■ What this task involves: Please restate each entry that follows word for word.

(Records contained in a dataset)
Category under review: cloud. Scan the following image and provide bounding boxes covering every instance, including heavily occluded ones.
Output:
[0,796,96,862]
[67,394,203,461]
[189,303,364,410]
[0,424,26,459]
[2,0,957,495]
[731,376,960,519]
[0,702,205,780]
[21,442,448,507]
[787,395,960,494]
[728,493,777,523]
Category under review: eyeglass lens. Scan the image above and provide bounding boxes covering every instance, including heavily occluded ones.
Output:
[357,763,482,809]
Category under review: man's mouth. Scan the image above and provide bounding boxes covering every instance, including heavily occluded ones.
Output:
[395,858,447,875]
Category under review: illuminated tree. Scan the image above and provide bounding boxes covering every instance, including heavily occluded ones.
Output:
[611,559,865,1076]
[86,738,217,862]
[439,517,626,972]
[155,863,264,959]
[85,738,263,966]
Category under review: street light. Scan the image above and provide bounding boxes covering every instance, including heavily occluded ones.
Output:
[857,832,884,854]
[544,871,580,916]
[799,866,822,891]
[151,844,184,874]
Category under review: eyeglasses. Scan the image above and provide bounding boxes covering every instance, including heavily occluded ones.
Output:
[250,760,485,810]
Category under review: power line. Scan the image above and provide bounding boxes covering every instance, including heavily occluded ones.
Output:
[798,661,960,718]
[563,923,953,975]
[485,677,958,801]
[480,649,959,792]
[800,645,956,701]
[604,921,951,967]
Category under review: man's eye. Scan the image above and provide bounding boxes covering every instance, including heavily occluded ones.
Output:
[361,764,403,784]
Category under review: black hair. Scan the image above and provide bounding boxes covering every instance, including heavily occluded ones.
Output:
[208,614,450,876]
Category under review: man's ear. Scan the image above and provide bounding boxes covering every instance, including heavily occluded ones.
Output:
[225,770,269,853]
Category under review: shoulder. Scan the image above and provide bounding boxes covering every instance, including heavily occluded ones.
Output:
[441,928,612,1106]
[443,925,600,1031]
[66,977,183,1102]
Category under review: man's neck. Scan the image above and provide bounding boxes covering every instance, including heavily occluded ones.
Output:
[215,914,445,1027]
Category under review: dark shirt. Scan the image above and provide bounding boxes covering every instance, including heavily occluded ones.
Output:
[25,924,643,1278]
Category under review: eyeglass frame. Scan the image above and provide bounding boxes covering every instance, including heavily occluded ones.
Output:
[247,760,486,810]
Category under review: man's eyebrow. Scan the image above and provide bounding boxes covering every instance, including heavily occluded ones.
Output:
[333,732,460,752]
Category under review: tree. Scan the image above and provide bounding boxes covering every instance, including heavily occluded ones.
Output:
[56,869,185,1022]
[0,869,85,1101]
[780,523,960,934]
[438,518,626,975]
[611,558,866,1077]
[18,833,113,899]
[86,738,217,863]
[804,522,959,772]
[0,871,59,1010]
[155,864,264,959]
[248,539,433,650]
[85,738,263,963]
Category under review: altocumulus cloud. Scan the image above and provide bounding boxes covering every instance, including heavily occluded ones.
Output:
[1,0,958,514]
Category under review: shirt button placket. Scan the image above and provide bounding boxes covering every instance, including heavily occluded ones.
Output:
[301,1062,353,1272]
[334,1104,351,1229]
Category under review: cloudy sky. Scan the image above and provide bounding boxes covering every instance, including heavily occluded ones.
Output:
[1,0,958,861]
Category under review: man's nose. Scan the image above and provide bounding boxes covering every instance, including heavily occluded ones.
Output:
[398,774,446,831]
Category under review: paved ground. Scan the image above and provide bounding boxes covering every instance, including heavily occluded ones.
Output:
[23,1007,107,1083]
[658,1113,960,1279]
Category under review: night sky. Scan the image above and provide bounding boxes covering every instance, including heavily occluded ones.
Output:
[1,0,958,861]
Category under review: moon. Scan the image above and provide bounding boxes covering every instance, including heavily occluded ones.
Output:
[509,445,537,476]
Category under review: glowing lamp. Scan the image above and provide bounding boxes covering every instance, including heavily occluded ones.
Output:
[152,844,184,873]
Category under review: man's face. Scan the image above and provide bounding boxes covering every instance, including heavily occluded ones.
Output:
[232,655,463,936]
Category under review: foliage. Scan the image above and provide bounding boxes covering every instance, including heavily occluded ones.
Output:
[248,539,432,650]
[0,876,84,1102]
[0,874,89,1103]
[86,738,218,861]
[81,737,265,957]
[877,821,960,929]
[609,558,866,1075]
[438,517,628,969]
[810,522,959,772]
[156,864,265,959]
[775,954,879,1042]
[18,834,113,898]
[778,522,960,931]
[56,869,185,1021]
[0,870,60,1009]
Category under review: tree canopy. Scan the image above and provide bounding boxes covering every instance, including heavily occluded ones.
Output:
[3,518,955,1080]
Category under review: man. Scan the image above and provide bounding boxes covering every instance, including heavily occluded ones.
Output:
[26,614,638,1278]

■ Task answer:
Category under review: cloud. Scan the following image and provide bounding boxes covering every instance, including heavily occluded ones.
Output:
[0,796,96,862]
[67,394,203,461]
[189,303,364,410]
[0,424,26,459]
[2,0,957,495]
[731,376,960,519]
[0,702,205,780]
[21,442,448,507]
[787,395,960,494]
[728,493,777,523]
Category under review: eyeglass lens. Scan the image above and provide bounding boxes covering every instance, including heavily occluded ones.
Output:
[357,763,482,809]
Category under review: man's mouth. Scan the image above and provide bounding boxes covering every instance, including heavily occluded ones.
Output:
[395,858,447,875]
Category under review: illuminated tree. Scan the image above and provide bounding boxes covering every instance, including heavily occluded ones.
Output:
[611,559,865,1076]
[86,738,217,862]
[439,517,626,972]
[155,863,264,959]
[85,738,263,966]
Category under review: street light. Scan the image above and provide bounding boxes covering every instance, including heavily occluded ones.
Output:
[857,832,884,854]
[544,871,580,916]
[799,866,822,891]
[151,844,184,874]
Category under review: eyeglasses. Scan the image above and provide bounding boxes covering every instance, including heavily occluded ones.
Output:
[250,760,485,810]
Category under review: power line. Scan the image above and provide bounding boxes covering every instance, including heavily occluded ones.
Output:
[798,661,960,718]
[563,923,953,975]
[485,677,958,801]
[480,649,959,792]
[800,645,956,701]
[604,921,951,967]
Category under review: man's eye. Scan the image above and provide bounding boxes covering every instance, including heavily occluded ones.
Output:
[361,764,403,784]
Category under review: black hair. Scan the image above and provide bounding boxes covering every instance, including heavily occluded ones.
Output:
[208,614,450,876]
Category under review: man's ear. Scan the image above and provide bounding boxes covering every instance, including heavily occluded ones.
Output:
[225,770,269,853]
Category under review: shoulder. Scan the image above and provide bounding boxes covering every instance, including heavily occluded ones.
Output:
[441,928,612,1106]
[443,925,600,1031]
[66,977,183,1102]
Category under review: man's neck. Scan the image above and provide bounding boxes covering every instance, including heavily occluded ones.
Output:
[215,914,445,1027]
Category under review: dark shirt. Scan the image above and provide bounding boxes covering every instance, including heavily occluded ones.
Output:
[25,924,643,1278]
Category under review: eyeglass frame. Scan the image above and provide bounding boxes covering every instance, including heavily occluded ones.
Output:
[247,760,486,810]
Category under review: man's eyebrow. Scan the image above and provide bounding boxes covering every instance, including heavily occluded ones.
Output:
[333,732,460,752]
Category under review: tree. Scan the image above and provide bounding boxes covering every instance, including heavily occluded ones.
Output:
[56,869,185,1022]
[0,869,85,1101]
[780,523,960,934]
[438,518,626,975]
[611,558,866,1077]
[18,833,113,899]
[86,738,217,863]
[804,522,959,772]
[0,871,59,1010]
[155,864,264,959]
[248,539,433,650]
[85,738,263,963]
Category under review: altocumulus cloud. Scan the image above and provide bounding boxes covering every instance, including heavily occluded ones.
Output:
[1,0,958,514]
Category under review: shirt button placket. Scan the image above and provide bounding boxes covering every instance, including heavily occluded ones.
Output:
[301,1062,353,1272]
[334,1104,351,1229]
Category under review: cloudy sky. Scan the image above and provide bounding boxes covering every instance, including heavily occluded ones.
Output:
[1,0,958,861]
Category under review: man's nose. Scan the image above and provide bounding boxes covering every instance, including heavily occluded ones.
Output:
[398,774,446,831]
Category under review: paved ground. Scan the image above and provide bounding boxes covering every instance, including heavily occluded ones.
Output:
[23,1007,107,1083]
[658,1113,960,1279]
Category under review: night sky. Scan the image above and provide bounding boxes covering every instance, including heavily occluded ones.
Output:
[1,0,958,861]
Category under review: moon. Scan the image above and provide bounding boxes covering every instance, including heavily occluded ones.
Output:
[509,445,537,476]
Category under review: glowing lamp. Scan the image above and provide bounding boxes covering every instance, including heavily occluded ones.
Output:
[152,844,184,873]
Category under review: man's face. Scan the image above and provide bounding boxes covering every instance, including heavily occluded ones.
Output:
[232,655,463,936]
Category under review: foliage. Scan the image above and provide bounding boxes covering every instance, including heavily occluded ones.
Output:
[248,539,432,650]
[0,876,84,1102]
[0,874,89,1103]
[86,738,218,861]
[81,737,265,957]
[877,821,960,929]
[609,558,866,1075]
[438,517,628,969]
[810,522,959,772]
[156,864,265,959]
[775,954,879,1042]
[18,834,113,898]
[778,522,960,931]
[56,869,185,1021]
[0,870,60,1009]
Category under review: tree canopy. Scan the image above and provide bounding boxes covering every instance, including heavily occluded ones.
Output:
[3,518,955,1080]
Category under review: man. Scan the image above and provide bounding boxes covering every instance, including heavily occluded ones.
Output:
[26,614,638,1278]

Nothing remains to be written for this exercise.